*SOURCE TEXT*

——————

When employers were asked to list and rank the jobs that they are looking to fill, nursing-related positions rose to the top. “Those are the most critical jobs in health care right now,” Sheahan said.
The survey shows that, by far, the biggest expected need between April of this year and April of 2020 is for registered nurses. That job category accounts for 1,748 vacancies, or about 45 percent of the total number.
Coming in second were licensed nurse assistants, at 996 expected vacancies. The third-biggest projected need is for personal care aides (491 positions), followed by licensed practical nurses (332 positions).
While some other job categories made up only a small portion of the total, Sheahan said that doesn’t make them less important. For example, clinical nurse educators and clinical nurse managers are “seen as the most important for the development of new and future skilled nurses,” the Vermont Talent Pipeline report says.

——————

*DATA SECTION*
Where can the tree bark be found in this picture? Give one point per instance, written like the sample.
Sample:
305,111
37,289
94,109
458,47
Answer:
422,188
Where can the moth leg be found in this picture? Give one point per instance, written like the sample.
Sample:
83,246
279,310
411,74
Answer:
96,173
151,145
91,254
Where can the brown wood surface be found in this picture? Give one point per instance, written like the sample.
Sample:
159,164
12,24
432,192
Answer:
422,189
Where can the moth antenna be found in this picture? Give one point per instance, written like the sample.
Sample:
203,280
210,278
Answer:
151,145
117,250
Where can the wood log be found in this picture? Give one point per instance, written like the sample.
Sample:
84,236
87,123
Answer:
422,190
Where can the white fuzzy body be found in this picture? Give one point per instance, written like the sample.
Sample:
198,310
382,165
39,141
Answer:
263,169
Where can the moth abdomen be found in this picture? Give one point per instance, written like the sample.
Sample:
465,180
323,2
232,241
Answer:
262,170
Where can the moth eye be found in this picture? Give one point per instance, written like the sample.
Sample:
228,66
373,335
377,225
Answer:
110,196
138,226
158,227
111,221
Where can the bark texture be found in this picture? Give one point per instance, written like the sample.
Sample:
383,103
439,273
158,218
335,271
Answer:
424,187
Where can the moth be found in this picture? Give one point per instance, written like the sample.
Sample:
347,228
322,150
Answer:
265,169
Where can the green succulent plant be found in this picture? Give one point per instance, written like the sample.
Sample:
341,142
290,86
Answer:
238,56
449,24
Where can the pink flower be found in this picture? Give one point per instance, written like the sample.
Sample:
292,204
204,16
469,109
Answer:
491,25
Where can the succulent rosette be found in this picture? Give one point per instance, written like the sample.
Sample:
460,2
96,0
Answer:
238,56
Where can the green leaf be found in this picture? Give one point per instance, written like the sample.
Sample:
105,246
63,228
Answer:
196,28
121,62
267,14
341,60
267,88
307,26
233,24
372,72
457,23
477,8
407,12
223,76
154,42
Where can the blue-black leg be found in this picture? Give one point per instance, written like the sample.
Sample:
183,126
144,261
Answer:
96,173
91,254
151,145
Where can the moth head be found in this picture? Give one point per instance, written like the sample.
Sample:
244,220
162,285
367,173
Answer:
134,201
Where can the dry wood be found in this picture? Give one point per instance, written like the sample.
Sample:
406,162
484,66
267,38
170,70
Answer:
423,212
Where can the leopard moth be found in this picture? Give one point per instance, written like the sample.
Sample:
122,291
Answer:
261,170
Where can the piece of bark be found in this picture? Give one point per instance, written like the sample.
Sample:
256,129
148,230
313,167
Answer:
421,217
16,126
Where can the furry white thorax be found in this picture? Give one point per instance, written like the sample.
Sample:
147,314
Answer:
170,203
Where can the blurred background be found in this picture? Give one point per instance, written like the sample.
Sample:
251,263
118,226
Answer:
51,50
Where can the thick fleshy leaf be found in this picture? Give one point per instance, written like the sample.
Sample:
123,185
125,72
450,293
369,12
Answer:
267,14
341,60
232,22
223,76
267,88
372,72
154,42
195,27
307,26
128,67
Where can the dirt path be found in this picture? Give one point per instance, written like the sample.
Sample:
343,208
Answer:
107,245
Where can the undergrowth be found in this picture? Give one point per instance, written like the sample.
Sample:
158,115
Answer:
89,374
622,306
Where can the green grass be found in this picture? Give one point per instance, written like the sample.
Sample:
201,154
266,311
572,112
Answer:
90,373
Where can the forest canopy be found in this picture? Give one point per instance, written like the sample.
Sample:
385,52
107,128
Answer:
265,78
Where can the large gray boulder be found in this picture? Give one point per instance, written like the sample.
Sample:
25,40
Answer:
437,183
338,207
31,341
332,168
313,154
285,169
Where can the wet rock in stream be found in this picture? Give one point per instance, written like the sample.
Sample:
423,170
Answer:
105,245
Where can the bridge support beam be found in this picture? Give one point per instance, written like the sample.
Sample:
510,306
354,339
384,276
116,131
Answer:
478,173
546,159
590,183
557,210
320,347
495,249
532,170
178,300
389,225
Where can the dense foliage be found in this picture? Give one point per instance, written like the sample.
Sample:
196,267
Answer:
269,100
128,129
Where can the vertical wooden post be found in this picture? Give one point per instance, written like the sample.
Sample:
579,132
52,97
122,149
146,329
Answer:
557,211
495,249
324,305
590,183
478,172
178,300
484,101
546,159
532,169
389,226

——————

*EXERCISE REQUIREMENTS*
1. Please rewrite the health care jobs passage from "The survey shows" to "the total number.", replacing "registered nurses" with "nurse practitioners".
2. According to the health care jobs passage, how many expected vacancies are for licensed practical nurses?
3. Extend the health care jobs passage past its final sentence.
You can set the material aside; it isn't needed for anything here.

*OUTPUTS FOR THE TASKS*
1.
The survey shows that, by far, the biggest expected need between April of this year and April of 2020 is for nurse practitioners. That job category accounts for 1,748 vacancies, or about 45 percent of the total number.

2. 332 positions.

3.
“A lack of preceptors and clinical resources is a major consideration for the bottleneck in skilled nurse training,” the report says.
The fact that roughly three-quarters of the expected nursing vacancies are due to nurses leaving their jobs is another problem entirely. About 30 percent of that attrition will be due to retirement, a number that the report calls “unusually high.”
Sheahan cited several factors behind those projected departures, including an aging workforce. The 2017 Area Health Education Centers report said the mean age was nearly 50 for registered nurses, licensed practical nurses and advanced practice registered nurses in Vermont.
The economy is another factor. A strong economy lessens the need for families to seek additional incomes or stay in the workforce, Sheahan said.
But the work environment for nurses also is playing a prominent role in attrition. The Vermont Talent Pipeline report says a “shortage of available health care workers across the industry results in a changing scope of work placed on nurses, who are faced with expanded responsibilities on the front line.”
Those factors may drive nurses to leave their jobs, and they also may drive up retirements. The survey projects “an increasing number of early retirements based on workforce challenges, organizational changes and the expectations to do more with fewer resources.”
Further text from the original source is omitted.